[[ Data records open ]]
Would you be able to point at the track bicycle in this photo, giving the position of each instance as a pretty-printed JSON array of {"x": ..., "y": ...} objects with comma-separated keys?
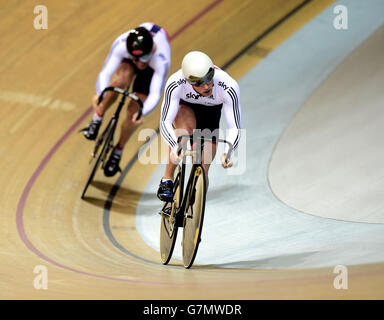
[
  {"x": 186, "y": 210},
  {"x": 104, "y": 143}
]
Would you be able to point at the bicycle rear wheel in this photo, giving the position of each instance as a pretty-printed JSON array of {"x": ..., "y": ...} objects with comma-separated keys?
[
  {"x": 108, "y": 144},
  {"x": 194, "y": 216},
  {"x": 168, "y": 226}
]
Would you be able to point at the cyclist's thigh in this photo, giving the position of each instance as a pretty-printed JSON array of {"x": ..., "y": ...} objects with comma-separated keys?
[
  {"x": 133, "y": 106},
  {"x": 185, "y": 120}
]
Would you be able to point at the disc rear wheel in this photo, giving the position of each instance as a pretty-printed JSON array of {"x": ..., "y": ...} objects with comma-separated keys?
[{"x": 194, "y": 216}]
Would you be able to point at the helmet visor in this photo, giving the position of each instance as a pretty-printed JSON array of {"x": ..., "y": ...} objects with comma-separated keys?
[
  {"x": 200, "y": 81},
  {"x": 145, "y": 58}
]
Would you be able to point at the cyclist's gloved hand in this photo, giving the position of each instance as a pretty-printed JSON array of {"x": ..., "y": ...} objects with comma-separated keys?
[
  {"x": 226, "y": 164},
  {"x": 175, "y": 155},
  {"x": 134, "y": 117}
]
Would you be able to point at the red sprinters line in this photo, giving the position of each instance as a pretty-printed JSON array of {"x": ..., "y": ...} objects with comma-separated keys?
[{"x": 23, "y": 199}]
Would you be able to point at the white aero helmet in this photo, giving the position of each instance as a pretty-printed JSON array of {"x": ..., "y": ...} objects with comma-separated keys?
[{"x": 197, "y": 68}]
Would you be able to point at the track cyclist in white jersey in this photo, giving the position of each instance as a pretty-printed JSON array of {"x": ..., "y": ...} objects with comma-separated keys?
[
  {"x": 142, "y": 54},
  {"x": 193, "y": 99}
]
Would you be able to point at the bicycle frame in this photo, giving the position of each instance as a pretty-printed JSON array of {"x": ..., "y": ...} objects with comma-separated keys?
[{"x": 184, "y": 204}]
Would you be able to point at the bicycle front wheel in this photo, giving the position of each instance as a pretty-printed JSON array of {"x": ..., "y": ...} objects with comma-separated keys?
[
  {"x": 108, "y": 144},
  {"x": 194, "y": 216}
]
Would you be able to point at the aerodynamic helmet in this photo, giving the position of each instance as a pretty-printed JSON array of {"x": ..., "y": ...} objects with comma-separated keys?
[{"x": 197, "y": 68}]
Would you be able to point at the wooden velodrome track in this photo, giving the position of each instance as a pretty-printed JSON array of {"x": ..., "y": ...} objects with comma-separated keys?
[{"x": 48, "y": 79}]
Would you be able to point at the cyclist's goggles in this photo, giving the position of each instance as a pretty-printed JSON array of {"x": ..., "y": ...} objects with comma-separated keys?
[{"x": 200, "y": 81}]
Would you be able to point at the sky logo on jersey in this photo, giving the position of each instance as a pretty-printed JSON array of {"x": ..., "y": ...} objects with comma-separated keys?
[
  {"x": 223, "y": 85},
  {"x": 193, "y": 95}
]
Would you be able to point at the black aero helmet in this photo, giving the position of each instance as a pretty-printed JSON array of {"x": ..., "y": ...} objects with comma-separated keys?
[{"x": 139, "y": 42}]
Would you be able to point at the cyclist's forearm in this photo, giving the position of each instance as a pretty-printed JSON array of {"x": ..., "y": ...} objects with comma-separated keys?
[{"x": 109, "y": 98}]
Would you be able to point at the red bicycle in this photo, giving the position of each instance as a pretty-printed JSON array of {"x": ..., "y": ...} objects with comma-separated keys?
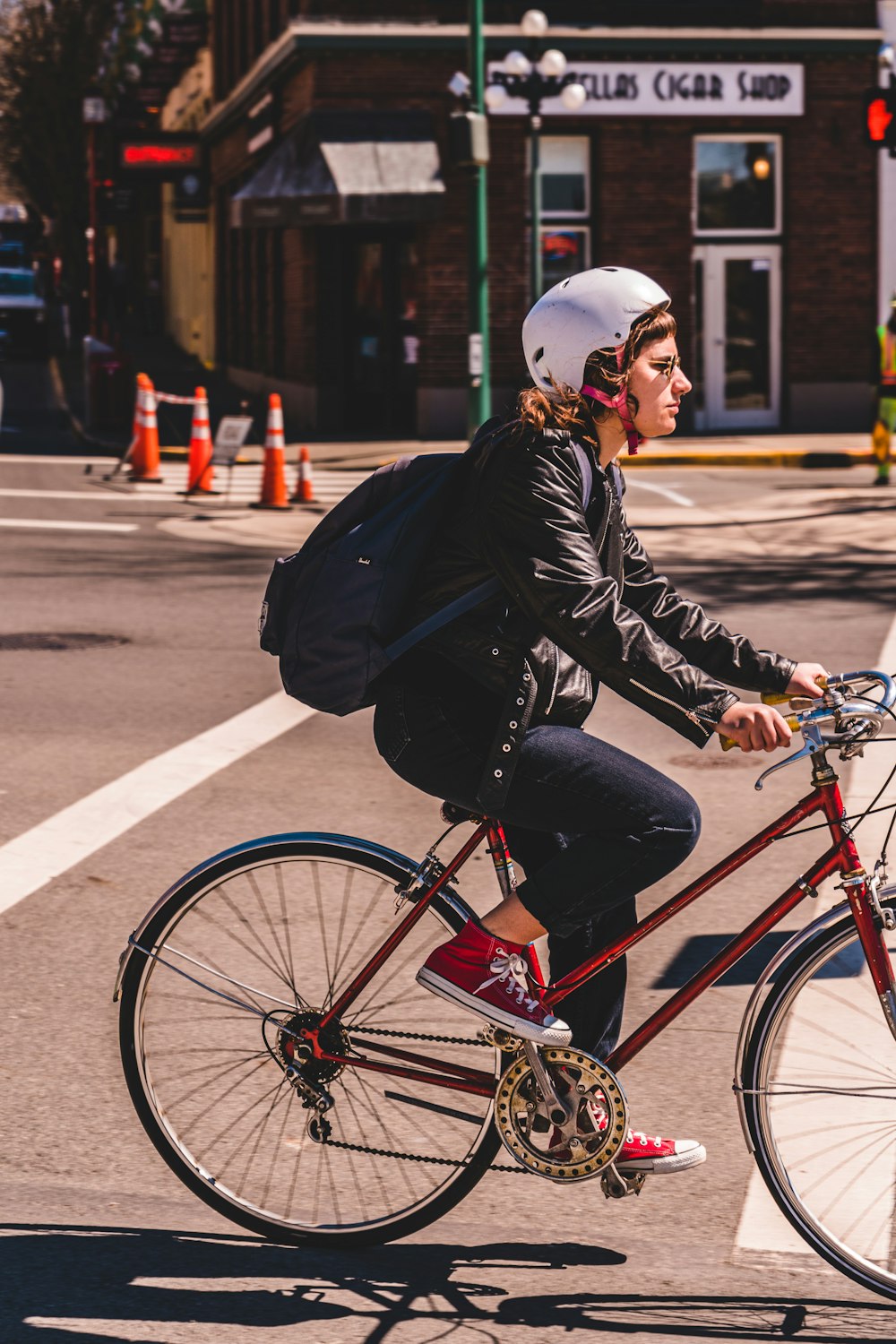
[{"x": 292, "y": 1073}]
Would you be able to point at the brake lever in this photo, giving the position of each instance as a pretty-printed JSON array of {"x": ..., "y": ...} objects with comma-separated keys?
[
  {"x": 813, "y": 742},
  {"x": 804, "y": 752}
]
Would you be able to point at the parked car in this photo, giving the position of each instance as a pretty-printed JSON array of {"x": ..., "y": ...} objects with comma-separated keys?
[{"x": 23, "y": 312}]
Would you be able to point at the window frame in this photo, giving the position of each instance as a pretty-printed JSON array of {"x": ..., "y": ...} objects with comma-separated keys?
[
  {"x": 737, "y": 137},
  {"x": 562, "y": 214}
]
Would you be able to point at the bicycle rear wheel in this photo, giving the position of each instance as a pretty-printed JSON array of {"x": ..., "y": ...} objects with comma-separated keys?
[
  {"x": 228, "y": 968},
  {"x": 821, "y": 1105}
]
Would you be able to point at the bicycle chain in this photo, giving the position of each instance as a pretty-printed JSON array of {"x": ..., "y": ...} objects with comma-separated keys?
[
  {"x": 417, "y": 1158},
  {"x": 419, "y": 1035},
  {"x": 414, "y": 1158}
]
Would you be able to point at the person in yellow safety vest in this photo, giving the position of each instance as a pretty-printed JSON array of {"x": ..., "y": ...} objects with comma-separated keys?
[{"x": 885, "y": 397}]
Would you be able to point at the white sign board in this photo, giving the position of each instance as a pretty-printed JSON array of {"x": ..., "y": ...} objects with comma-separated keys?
[
  {"x": 675, "y": 89},
  {"x": 233, "y": 432}
]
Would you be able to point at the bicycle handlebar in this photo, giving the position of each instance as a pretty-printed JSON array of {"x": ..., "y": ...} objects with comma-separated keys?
[{"x": 866, "y": 717}]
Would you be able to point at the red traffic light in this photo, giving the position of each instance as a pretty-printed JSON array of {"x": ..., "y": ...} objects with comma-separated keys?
[{"x": 879, "y": 118}]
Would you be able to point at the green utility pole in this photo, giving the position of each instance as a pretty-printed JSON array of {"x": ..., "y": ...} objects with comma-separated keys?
[
  {"x": 479, "y": 381},
  {"x": 535, "y": 209}
]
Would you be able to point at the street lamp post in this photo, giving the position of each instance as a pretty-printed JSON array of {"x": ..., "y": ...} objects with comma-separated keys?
[{"x": 535, "y": 80}]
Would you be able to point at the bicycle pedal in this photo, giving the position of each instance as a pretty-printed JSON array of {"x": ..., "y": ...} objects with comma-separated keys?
[
  {"x": 501, "y": 1039},
  {"x": 616, "y": 1185}
]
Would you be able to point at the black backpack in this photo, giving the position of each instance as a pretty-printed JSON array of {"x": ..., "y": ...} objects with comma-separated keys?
[{"x": 332, "y": 612}]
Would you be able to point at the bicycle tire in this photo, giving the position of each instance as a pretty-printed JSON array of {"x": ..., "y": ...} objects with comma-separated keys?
[
  {"x": 443, "y": 1142},
  {"x": 820, "y": 1104}
]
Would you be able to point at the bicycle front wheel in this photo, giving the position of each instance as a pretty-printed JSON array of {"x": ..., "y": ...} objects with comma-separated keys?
[
  {"x": 821, "y": 1105},
  {"x": 233, "y": 964}
]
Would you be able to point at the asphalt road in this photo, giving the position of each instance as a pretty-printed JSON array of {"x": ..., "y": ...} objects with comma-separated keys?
[{"x": 99, "y": 1239}]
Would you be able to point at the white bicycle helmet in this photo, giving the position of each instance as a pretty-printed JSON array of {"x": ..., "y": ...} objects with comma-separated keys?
[{"x": 591, "y": 311}]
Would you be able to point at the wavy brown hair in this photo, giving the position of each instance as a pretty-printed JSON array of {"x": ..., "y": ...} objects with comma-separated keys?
[{"x": 565, "y": 408}]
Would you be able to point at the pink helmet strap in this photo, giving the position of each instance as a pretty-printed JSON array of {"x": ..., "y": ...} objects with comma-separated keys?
[{"x": 618, "y": 403}]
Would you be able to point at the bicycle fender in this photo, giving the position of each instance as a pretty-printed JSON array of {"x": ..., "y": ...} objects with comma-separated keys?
[
  {"x": 401, "y": 863},
  {"x": 751, "y": 1012}
]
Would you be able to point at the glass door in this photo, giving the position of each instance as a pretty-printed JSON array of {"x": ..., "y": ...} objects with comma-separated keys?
[{"x": 737, "y": 332}]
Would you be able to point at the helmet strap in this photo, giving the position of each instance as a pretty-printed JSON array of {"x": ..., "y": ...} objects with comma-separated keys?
[{"x": 618, "y": 403}]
[[ Data records closed ]]
## Work to complete
From the line containing "Would you be able to point at the glass" to the final line of the data, repeat each line exactly. Include both ends.

## Response to this exercise
Would you be able to point at the glass door in this photo, giving the position of each instance as a pretty-printed JSON array of {"x": ..., "y": ...} objects with comma-separated keys?
[{"x": 737, "y": 332}]
Would you be able to point at the helmet strap in this photo, giving the position of each instance as a pretty-printed JSON array of {"x": ..., "y": ...} objects with comma-separated keys?
[{"x": 618, "y": 403}]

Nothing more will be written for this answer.